Movimentos questionam privatização da Vale, que será revista

Por Artenius Daniel


Os movimentos sociais e a sociedade civil questionam a venda da Companhia Vale do Rio Doce, durante o governo FHC. A maior produtora de minério do mundo foi para as mãos do capital privado em 1997. A luta contra as privatiza

Na última quinta-feira (5) foi inaugurada a maior mina de ferro do mundo. Fica no Brasil, no município de São Gonçalo do Rio Abaixo (MG), a 93 quilômetros da capital Belo Horizonte. A mina do Brucutu, nome de um escravo conhecido que tomava conta da região, deverá produzir 12,2 milhões de toneladas de ferro por ano. Boa notícia? Poderia ser melhor se a empresa que explora a mina, a Companhia Vale do Rio Doce (CVRD), ainda fosse patrimônio do povo brasileiro.


 


A Vale foi privatizada em 1997, numa ação polêmica e altamente contestada do governo Fernando Henrique Cardoso (PSDB). A venda de empresas estatais foi um dos pontos marcantes dessa gestão, sendo apelidada de “privataria” pelo jornalista Élio Gaspari, um termo muito usado até hoje.


 


A Companhia Vale do Rio Doce teve 41,73% das suas ações vendidas por R$ 3,34 bilhões, um valor totalmente incompatível com sua capacidade. A CVRD, que é a maior produtora de minério de ferro do planeta, sempre foi uma das mais lucrativas estatais brasileiras. Para se ter uma idéia da disparidade entre valor de venda e a produção da companhia, somente em 2005, a Vale registrou lucro líquido de R$10,443 bilhões.


 


A pressão da população e dos movimentos sociais foi tão grande que, no último mês de janeiro, após nove anos de martelo batido, o TRF (Tribunal Regional Federal), de Brasília, decidiu submeter a privatização da Vale a uma perícia técnica, para apurar se o valor foi subestimado. A participação do grupo financeiro Merrill Lynch, dos Estados Unidos, no processo de venda também está sendo questionada judicialmente.

CONTEÚDO DO MATERIAL

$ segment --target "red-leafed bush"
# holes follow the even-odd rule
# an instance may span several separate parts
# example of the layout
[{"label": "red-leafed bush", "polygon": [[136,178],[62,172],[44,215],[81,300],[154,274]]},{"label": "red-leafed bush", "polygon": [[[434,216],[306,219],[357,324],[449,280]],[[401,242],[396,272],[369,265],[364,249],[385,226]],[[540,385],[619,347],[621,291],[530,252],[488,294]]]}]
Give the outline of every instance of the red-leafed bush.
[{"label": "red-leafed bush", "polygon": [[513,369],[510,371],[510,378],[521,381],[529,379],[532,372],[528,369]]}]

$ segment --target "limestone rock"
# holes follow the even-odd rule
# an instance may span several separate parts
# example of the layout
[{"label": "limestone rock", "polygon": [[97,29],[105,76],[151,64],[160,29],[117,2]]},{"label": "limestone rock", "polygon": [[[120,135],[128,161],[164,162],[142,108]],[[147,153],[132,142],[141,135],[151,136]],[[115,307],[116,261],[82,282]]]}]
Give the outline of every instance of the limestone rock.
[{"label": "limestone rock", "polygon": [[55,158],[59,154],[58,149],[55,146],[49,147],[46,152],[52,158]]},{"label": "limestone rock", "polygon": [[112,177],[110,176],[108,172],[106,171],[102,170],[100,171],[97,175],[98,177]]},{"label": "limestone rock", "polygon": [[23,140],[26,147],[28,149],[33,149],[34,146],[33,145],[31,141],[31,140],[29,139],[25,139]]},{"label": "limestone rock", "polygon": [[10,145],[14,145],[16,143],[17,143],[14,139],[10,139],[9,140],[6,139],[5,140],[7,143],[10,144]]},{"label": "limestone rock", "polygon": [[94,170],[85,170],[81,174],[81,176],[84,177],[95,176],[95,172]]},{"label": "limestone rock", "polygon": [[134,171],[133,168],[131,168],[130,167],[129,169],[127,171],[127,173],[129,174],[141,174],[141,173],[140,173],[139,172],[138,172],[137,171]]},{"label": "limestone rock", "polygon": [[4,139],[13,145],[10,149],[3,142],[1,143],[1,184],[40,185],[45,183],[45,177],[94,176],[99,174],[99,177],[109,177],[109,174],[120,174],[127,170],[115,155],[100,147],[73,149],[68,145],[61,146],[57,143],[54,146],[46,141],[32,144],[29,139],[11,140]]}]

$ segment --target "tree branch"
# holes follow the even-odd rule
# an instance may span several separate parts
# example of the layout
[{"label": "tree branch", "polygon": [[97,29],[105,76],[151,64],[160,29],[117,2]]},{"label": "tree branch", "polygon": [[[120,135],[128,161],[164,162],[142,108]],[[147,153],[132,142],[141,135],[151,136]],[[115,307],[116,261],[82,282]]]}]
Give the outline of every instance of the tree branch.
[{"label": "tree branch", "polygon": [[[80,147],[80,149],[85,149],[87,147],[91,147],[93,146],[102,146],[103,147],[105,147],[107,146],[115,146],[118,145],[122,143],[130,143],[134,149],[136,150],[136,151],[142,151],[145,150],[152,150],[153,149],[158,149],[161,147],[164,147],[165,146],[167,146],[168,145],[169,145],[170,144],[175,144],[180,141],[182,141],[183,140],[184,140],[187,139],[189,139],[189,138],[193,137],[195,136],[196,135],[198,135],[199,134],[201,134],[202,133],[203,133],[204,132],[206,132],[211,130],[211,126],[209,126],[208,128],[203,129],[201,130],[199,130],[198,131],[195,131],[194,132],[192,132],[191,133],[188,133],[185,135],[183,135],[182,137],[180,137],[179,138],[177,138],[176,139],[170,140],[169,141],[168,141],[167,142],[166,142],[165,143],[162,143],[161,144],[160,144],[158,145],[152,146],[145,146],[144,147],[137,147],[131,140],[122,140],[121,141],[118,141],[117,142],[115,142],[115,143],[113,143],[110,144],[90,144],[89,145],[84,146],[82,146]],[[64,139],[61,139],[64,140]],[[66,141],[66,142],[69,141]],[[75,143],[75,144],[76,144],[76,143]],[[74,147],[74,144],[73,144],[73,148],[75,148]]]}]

TAREFAS
1. Transcreva o trecho do texto sobre a privatização da Vale começando em "Por Artenius Daniel" e terminando em "do povo brasileiro.".
2. No texto sobre a privatização da Vale, qual lucro líquido a companhia registrou em 2005?
3. Prossiga com o texto sobre a privatização da Vale, partindo da última frase apresentada.

RESPOSTAS ABAIXO
1.
Por Artenius Daniel


Os movimentos sociais e a sociedade civil questionam a venda da Companhia Vale do Rio Doce, durante o governo FHC. A maior produtora de minério do mundo foi para as mãos do capital privado em 1997. A luta contra as privatiza

Na última quinta-feira (5) foi inaugurada a maior mina de ferro do mundo. Fica no Brasil, no município de São Gonçalo do Rio Abaixo (MG), a 93 quilômetros da capital Belo Horizonte. A mina do Brucutu, nome de um escravo conhecido que tomava conta da região, deverá produzir 12,2 milhões de toneladas de ferro por ano. Boa notícia? Poderia ser melhor se a empresa que explora a mina, a Companhia Vale do Rio Doce (CVRD), ainda fosse patrimônio do povo brasileiro.

2. A Vale registrou lucro líquido de R$10,443 bilhões em 2005.

3.
Debate eleitoral
Diversos movimentos sociais, incluindo a UNE e a Ubes, estiveram na linha de frente na luta contra as privatizações. Segundo Lúcia Stumpf, diretora de Relações Internacionais da UNE, que tem participado das reuniões da campanha “A Vale é nossa”, a inauguração da mina do Brucutu exige reflexão: “Isso demonstra como todo potencial do solo brasileiro, toda a natureza brasileira que deveria estar a serviço do desenvolvimento do país, está hoje na mão de terceiros. Demonstra o quanto é nociva a privatização da CVRD”.


 


Na opinião das entidades estudantis, o debate sobre as privatizações, marcas dos governos neoliberais na América Latina, precisa ter destaque central no processo eleitoral “Debater privatização é essencial. A concepção que cada candidato tem sobre esse tema vai dizer o que cada um quer para o Brasil. Quem defende a privatização deixa claro que o país não deve ter poder sobre suas riquezas e estará submisso a interesses alheios”, afirma Lúcia.


 


Ela também afirma que, por mais que alguns candidatos tentem deslocar suas imagens da “privataria”, a relação é clara. “Atualmente, no segundo turno, temos dois projetos claramente distintos para o Brasil nessa questão”, compara.


 


Em entrevista ao jornal Estado de Minas, o candidato à presidência pelo PSDB, Geraldo Alckmin, foi questionado a respeito das privatizações promovidas na gestão Fernando Henrique. Ele deu a entender que a venda da Vale foi um bom negócio: “O governo privatizou o que devia ser privatizado”. E completou mais a frente, em descaso com os recursos minerais brasileiros: “O governo privatizou aquilo que não era atividade própria do Estado, típica da iniciativa privada”.


 


Anulação da Privatização
Em 1997, no Rio de Janeiro, o processo de privatização foi marcado pelo enfrentamento físico entre manifestantes e policiais em frente à Bolsa de Valores. No último dia 14 de agosto, a cidade voltou a ser cenário da história da Vale com o lançamento nacional da campanha “A Vale é nossa”, pela anulação da privatização da Companhia. A tensão política que cerca o assunto e estava adormecida desde 1997, também reapareceu.


 


A governadora Rosinha Matheus (PMDB), que inicialmente parecia apoiar a iniciativa, vetou a utilização do Teatro João Caetano a duas horas do inicio da cerimônia. O evento, que teria a presença de artistas como Beth Carvalho, Noca da Portela e o rapper B Negão ficou sem lugar. A organização tentou montar um palco na rua, mas a polícia militar foi acionada para acabar com os shows e protestos.


 


“A atitude da governadora demonstrou a enorme dificuldade que a gente vai ter para tocar essa campanha. Os atuais donos da Companhia Vale do Rio Doce têm um poder econômico muito grande”, disse a economista Sandra Quintela, da Rede Jubileu Sul, em entrevista à Agência Carta Maior. Quase um mês depois, no mesmo dia em que a mina do Brucutu foi inaugurada, a governadora Rosinha Matheus esteve nas principais capas de jornais revelando o apoio ao candidato à presidência Geraldo Alckimin.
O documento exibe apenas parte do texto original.